━━━ Input material ━━━
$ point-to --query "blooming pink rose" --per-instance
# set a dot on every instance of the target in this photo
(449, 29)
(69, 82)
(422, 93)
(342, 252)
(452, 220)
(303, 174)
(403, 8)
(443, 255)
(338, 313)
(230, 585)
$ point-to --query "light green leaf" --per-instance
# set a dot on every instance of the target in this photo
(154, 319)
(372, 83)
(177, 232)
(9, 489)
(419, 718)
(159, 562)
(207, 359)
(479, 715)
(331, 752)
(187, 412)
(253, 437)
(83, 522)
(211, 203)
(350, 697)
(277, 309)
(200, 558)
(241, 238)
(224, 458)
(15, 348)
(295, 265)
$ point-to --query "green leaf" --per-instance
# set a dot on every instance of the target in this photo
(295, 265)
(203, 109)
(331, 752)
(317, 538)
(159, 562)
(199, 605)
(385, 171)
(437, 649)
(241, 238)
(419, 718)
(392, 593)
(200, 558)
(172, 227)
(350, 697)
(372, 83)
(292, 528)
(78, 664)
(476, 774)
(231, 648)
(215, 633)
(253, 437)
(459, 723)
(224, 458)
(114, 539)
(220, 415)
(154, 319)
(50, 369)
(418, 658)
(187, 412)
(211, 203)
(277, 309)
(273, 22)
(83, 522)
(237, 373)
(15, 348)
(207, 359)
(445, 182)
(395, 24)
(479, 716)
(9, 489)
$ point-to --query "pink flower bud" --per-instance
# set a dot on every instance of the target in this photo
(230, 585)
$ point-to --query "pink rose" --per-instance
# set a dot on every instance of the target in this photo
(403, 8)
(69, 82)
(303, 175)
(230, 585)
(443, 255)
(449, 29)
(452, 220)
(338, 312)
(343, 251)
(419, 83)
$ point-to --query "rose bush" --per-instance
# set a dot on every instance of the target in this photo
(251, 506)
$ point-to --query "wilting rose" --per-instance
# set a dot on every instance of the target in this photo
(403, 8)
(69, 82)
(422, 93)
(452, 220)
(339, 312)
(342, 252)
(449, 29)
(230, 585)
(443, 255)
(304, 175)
━━━
Report every line of the entries above that contains the word "pink", copying each one in full.

$ point-to --query "blooming pink rose" --per-instance
$ point-to --query "pink flower bud" --per-instance
$ point-to --query "pink rose" --per-instance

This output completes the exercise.